*Problem to solve*
Copy the items from the line with "Keypoint placement rule: for each instance of the rolled-up" through the end of the items, substituting "widest part" for "thickest part" and leaving everything else unchanged.

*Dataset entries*
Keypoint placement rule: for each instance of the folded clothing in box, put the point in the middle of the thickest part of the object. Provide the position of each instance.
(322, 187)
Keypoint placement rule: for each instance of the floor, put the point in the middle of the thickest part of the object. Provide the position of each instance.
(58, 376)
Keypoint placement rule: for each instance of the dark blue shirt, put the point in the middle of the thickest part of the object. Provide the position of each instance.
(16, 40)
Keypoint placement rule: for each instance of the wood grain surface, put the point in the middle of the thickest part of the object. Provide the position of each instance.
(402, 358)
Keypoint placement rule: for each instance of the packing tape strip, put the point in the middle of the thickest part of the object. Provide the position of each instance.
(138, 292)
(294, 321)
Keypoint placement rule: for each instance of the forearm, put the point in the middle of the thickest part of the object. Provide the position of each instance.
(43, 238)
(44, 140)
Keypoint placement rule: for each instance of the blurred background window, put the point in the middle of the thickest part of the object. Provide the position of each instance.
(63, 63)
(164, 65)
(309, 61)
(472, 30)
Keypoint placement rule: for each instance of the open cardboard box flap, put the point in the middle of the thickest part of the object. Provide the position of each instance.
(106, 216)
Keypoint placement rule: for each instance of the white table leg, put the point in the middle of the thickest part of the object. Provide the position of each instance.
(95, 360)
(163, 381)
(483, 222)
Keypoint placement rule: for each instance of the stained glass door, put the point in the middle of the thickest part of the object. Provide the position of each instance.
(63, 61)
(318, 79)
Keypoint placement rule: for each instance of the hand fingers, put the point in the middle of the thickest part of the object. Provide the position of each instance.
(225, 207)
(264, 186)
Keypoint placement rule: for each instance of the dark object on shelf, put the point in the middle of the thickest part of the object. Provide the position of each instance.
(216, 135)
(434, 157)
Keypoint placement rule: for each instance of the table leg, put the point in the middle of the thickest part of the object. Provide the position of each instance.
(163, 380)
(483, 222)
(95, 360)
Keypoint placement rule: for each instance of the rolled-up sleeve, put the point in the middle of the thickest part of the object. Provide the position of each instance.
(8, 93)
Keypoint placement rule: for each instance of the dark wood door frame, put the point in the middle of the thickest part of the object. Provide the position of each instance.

*Reply*
Keypoint placement rule: for each instance of the rolled-up sleeve, put the point in the middle of the widest part of the object. Provide the position of each instance.
(8, 93)
Keypoint placement rule: for each instance of the dark wood door frame, put the point in the middle of the widest part of the object. Provide the position of each instance.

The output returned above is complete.